(YOUR TASK):
Count the lines in the data below that contain the string "skin", and give only that number.

(EXCERPTED DATA):
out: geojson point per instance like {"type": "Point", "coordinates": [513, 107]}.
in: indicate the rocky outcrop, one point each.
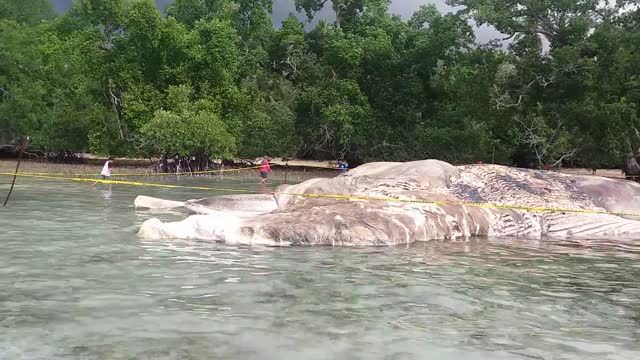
{"type": "Point", "coordinates": [401, 203]}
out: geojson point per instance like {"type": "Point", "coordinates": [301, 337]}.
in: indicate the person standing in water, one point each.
{"type": "Point", "coordinates": [265, 169]}
{"type": "Point", "coordinates": [106, 169]}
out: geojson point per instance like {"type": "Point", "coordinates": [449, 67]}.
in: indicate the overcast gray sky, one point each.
{"type": "Point", "coordinates": [282, 8]}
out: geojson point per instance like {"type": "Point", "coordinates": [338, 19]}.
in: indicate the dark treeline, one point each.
{"type": "Point", "coordinates": [214, 79]}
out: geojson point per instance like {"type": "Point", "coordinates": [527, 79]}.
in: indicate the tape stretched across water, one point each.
{"type": "Point", "coordinates": [131, 183]}
{"type": "Point", "coordinates": [204, 172]}
{"type": "Point", "coordinates": [338, 196]}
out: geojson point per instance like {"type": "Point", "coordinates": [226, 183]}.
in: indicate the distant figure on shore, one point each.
{"type": "Point", "coordinates": [106, 169]}
{"type": "Point", "coordinates": [265, 169]}
{"type": "Point", "coordinates": [343, 166]}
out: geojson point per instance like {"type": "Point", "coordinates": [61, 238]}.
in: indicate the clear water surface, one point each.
{"type": "Point", "coordinates": [76, 283]}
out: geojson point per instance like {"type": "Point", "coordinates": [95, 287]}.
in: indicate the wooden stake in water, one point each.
{"type": "Point", "coordinates": [15, 174]}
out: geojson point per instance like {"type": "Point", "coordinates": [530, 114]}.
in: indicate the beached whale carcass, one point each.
{"type": "Point", "coordinates": [426, 200]}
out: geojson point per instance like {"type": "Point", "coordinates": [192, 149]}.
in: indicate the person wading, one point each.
{"type": "Point", "coordinates": [106, 169]}
{"type": "Point", "coordinates": [265, 169]}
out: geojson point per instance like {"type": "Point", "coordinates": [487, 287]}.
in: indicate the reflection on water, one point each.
{"type": "Point", "coordinates": [77, 284]}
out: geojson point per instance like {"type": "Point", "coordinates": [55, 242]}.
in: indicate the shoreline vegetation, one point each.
{"type": "Point", "coordinates": [295, 169]}
{"type": "Point", "coordinates": [303, 169]}
{"type": "Point", "coordinates": [217, 80]}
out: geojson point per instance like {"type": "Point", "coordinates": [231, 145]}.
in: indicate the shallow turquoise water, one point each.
{"type": "Point", "coordinates": [76, 283]}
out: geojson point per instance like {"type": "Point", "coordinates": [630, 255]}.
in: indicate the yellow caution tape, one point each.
{"type": "Point", "coordinates": [132, 183]}
{"type": "Point", "coordinates": [167, 173]}
{"type": "Point", "coordinates": [338, 196]}
{"type": "Point", "coordinates": [460, 203]}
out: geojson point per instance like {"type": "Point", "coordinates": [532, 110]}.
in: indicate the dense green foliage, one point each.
{"type": "Point", "coordinates": [214, 78]}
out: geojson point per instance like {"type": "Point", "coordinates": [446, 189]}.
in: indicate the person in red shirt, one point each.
{"type": "Point", "coordinates": [265, 169]}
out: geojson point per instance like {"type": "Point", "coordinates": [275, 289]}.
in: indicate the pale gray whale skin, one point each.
{"type": "Point", "coordinates": [286, 219]}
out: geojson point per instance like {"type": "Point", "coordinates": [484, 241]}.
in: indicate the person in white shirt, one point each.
{"type": "Point", "coordinates": [106, 169]}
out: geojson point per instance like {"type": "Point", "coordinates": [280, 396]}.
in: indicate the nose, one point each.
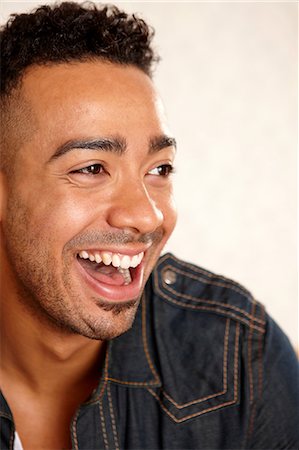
{"type": "Point", "coordinates": [133, 208]}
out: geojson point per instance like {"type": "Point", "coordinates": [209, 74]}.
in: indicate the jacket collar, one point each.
{"type": "Point", "coordinates": [130, 356]}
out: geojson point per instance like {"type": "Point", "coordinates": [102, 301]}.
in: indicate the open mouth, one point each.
{"type": "Point", "coordinates": [114, 276]}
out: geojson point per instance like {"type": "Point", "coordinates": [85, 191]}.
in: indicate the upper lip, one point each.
{"type": "Point", "coordinates": [130, 251]}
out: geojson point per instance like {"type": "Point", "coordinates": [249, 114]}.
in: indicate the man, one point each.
{"type": "Point", "coordinates": [102, 344]}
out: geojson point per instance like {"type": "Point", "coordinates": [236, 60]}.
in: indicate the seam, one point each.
{"type": "Point", "coordinates": [103, 426]}
{"type": "Point", "coordinates": [206, 308]}
{"type": "Point", "coordinates": [183, 419]}
{"type": "Point", "coordinates": [225, 354]}
{"type": "Point", "coordinates": [105, 380]}
{"type": "Point", "coordinates": [226, 282]}
{"type": "Point", "coordinates": [249, 357]}
{"type": "Point", "coordinates": [213, 408]}
{"type": "Point", "coordinates": [260, 358]}
{"type": "Point", "coordinates": [74, 431]}
{"type": "Point", "coordinates": [144, 340]}
{"type": "Point", "coordinates": [6, 416]}
{"type": "Point", "coordinates": [210, 302]}
{"type": "Point", "coordinates": [133, 383]}
{"type": "Point", "coordinates": [112, 418]}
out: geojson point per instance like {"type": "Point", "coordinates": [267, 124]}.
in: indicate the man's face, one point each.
{"type": "Point", "coordinates": [90, 191]}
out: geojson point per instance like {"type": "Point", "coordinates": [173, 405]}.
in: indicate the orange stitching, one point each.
{"type": "Point", "coordinates": [133, 383]}
{"type": "Point", "coordinates": [112, 418]}
{"type": "Point", "coordinates": [249, 357]}
{"type": "Point", "coordinates": [183, 419]}
{"type": "Point", "coordinates": [103, 426]}
{"type": "Point", "coordinates": [11, 440]}
{"type": "Point", "coordinates": [236, 362]}
{"type": "Point", "coordinates": [260, 356]}
{"type": "Point", "coordinates": [213, 408]}
{"type": "Point", "coordinates": [144, 340]}
{"type": "Point", "coordinates": [6, 416]}
{"type": "Point", "coordinates": [74, 431]}
{"type": "Point", "coordinates": [225, 352]}
{"type": "Point", "coordinates": [211, 302]}
{"type": "Point", "coordinates": [206, 308]}
{"type": "Point", "coordinates": [228, 283]}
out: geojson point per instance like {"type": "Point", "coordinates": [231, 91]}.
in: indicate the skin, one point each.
{"type": "Point", "coordinates": [52, 321]}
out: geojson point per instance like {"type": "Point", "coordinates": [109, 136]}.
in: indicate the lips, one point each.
{"type": "Point", "coordinates": [104, 279]}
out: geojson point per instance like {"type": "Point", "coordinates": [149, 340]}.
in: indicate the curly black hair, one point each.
{"type": "Point", "coordinates": [73, 32]}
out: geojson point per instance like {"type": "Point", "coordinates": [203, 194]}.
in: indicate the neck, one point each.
{"type": "Point", "coordinates": [42, 357]}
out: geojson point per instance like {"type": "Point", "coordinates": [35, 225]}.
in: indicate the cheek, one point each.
{"type": "Point", "coordinates": [170, 213]}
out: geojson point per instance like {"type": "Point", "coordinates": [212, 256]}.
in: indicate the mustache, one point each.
{"type": "Point", "coordinates": [97, 238]}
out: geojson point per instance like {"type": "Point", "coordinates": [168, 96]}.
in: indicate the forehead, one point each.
{"type": "Point", "coordinates": [92, 98]}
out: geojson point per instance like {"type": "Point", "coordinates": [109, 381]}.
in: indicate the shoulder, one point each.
{"type": "Point", "coordinates": [194, 288]}
{"type": "Point", "coordinates": [226, 350]}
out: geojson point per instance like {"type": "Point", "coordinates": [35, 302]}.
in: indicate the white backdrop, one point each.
{"type": "Point", "coordinates": [228, 77]}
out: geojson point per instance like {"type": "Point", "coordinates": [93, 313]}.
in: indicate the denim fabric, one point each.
{"type": "Point", "coordinates": [203, 367]}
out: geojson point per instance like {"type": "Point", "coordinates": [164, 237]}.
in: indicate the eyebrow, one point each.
{"type": "Point", "coordinates": [115, 145]}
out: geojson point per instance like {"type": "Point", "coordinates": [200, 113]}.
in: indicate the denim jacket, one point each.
{"type": "Point", "coordinates": [203, 367]}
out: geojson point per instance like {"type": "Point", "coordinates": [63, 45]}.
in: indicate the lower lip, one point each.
{"type": "Point", "coordinates": [115, 293]}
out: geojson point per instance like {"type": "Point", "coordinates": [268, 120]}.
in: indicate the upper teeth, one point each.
{"type": "Point", "coordinates": [116, 259]}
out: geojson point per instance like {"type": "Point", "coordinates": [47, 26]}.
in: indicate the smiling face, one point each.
{"type": "Point", "coordinates": [88, 207]}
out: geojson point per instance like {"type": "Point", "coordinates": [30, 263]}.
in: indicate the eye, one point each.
{"type": "Point", "coordinates": [93, 169]}
{"type": "Point", "coordinates": [163, 171]}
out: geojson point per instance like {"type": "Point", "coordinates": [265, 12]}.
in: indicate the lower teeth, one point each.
{"type": "Point", "coordinates": [126, 274]}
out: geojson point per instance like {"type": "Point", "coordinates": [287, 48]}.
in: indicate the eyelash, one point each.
{"type": "Point", "coordinates": [96, 169]}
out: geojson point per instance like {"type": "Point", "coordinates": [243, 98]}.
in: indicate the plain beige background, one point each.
{"type": "Point", "coordinates": [228, 77]}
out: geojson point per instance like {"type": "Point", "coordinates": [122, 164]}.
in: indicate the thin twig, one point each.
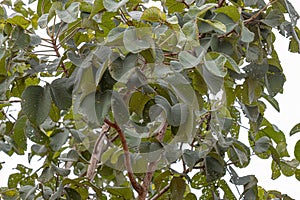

(RESULT FOR THIS TASK):
2